◆ Exercise materials ◆
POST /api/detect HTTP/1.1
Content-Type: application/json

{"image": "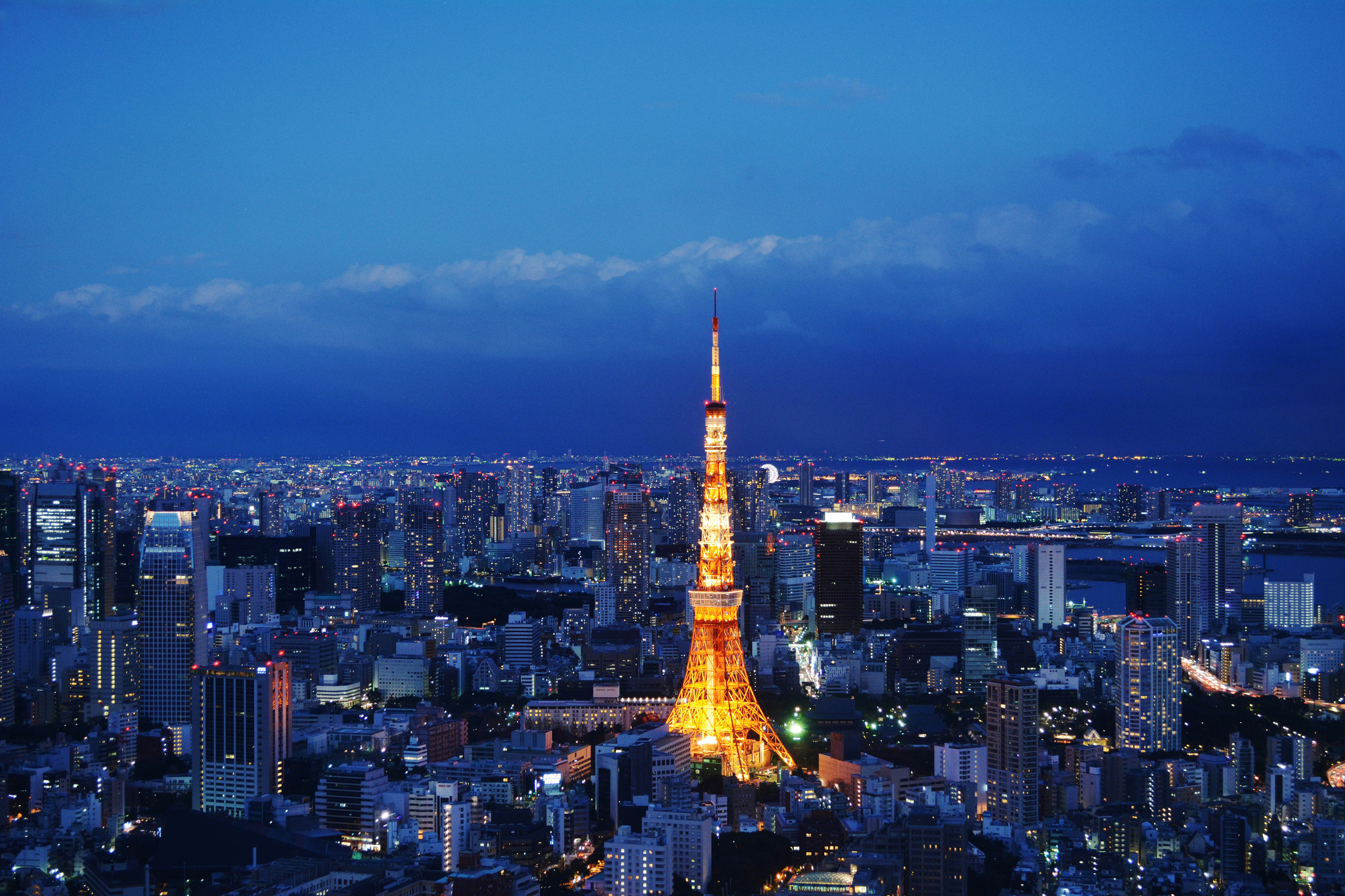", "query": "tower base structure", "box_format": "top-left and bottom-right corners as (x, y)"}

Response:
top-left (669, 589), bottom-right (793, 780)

---

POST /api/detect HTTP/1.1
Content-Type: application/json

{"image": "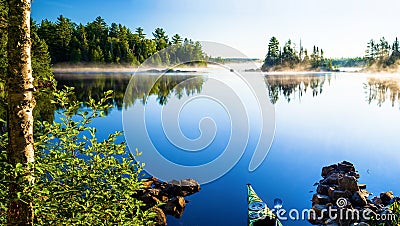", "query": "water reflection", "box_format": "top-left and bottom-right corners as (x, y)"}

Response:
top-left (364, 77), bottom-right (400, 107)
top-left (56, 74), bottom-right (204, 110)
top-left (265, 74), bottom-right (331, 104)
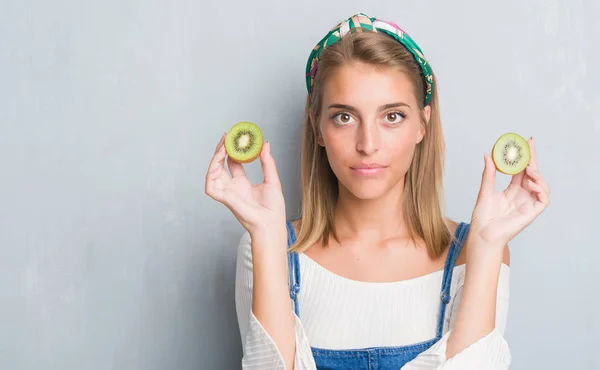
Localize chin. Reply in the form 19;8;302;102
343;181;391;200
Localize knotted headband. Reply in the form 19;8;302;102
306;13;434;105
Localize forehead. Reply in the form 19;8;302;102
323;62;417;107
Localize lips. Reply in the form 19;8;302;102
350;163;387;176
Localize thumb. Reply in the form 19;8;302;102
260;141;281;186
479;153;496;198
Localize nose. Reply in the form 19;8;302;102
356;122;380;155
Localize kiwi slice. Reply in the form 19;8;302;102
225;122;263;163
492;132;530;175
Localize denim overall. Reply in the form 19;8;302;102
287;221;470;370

◆ What is being asked ◆
Copy out the data verbatim, starting at the line containing "Localize denim overall." and ending at the line containing "287;221;470;370", both lines included.

◆ Answer below ◆
Localize denim overall. Reply in the form 19;8;302;102
287;221;470;370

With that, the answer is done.